## Problems
1. Answer these questions using the passage on real estate:
(a) Which state does the writer name as their own?
(b) What region does the writer say they work in?
(c) What has the corporate legal department given the agents?
2. Repeat a section of the passage on real estate word for word, beginning at the words "Contrary to what's" and stopping after "and price range.".

## Passage to read
..........
Real estate is localvery local.  Very very  local.

 

There is no single road map to real estate.  There can be no single correct explanation of real estate.

 

Contrary to what's often implied in real estate reporting and punditry, real estate isn’t one huge national market.  First, the rules governing real estate transactions differ among the fifty states.  Even in my state, California, practices vary from region to region, even though the legal codes governing real estate transactions are the same throughout the state.  And even in my region, the San Francisco Bay Area, real estate practices vary by area—Peninsula, South Bay, East Bay, City—and sometimes even within those areas by city, neighborhood and price range.

 

Let’s drill down further still, to the most “micro” of levels.  Real estate doesn’t differ just by area, it differs by agent.  What if I told you I could go through ten purchase contracts written by ten agents in my office  and find that they’d all been written slightly (and sometimes significantly) differently, yet all would get past my managing broker and meet the standard of care for my area?  

 

Or what if I told you that I could go through ten different disclosure packages put together by ten different agents in my office and not find two exactly the same, even though our Germanic corporate legal department—rules which must be obeyed!—has given us a handy checklist.
..........
## Record set
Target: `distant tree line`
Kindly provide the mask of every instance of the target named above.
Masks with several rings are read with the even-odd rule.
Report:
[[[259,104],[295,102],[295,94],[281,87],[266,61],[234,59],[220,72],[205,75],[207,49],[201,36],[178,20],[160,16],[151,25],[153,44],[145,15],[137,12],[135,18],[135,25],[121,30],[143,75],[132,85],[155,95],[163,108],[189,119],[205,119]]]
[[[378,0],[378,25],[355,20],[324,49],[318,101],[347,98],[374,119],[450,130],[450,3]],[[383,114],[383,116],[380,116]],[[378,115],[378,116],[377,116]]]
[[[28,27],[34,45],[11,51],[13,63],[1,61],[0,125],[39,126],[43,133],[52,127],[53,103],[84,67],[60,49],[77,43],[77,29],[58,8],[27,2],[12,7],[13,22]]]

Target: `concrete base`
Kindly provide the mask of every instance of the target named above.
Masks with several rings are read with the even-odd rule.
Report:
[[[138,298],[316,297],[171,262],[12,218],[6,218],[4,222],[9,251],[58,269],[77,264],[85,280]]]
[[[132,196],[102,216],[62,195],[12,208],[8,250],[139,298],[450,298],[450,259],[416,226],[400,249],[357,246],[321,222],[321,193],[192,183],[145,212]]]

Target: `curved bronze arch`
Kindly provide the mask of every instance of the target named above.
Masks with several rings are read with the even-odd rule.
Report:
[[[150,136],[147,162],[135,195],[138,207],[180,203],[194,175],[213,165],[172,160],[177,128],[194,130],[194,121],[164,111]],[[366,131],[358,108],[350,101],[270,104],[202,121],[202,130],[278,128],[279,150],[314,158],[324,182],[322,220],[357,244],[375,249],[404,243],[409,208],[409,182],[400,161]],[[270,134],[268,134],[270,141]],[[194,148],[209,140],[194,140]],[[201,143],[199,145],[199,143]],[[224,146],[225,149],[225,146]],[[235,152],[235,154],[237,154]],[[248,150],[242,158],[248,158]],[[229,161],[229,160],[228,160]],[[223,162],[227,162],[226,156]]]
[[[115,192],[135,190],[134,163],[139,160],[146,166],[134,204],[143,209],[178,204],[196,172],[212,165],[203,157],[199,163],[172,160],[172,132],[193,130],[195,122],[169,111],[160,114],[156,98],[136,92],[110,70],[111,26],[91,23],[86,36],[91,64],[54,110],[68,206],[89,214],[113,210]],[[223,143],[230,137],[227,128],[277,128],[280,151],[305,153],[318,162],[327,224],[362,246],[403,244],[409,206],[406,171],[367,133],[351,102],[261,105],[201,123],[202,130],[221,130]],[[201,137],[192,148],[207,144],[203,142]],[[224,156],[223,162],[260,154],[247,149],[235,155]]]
..........
## Solutions to the exercise
1.
(a) California
(b) The San Francisco Bay Area
(c) A handy checklist

2.
Contrary to what's often implied in real estate reporting and punditry, real estate isn’t one huge national market.  First, the rules governing real estate transactions differ among the fifty states.  Even in my state, California, practices vary from region to region, even though the legal codes governing real estate transactions are the same throughout the state.  And even in my region, the San Francisco Bay Area, real estate practices vary by area—Peninsula, South Bay, East Bay, City—and sometimes even within those areas by city, neighborhood and price range.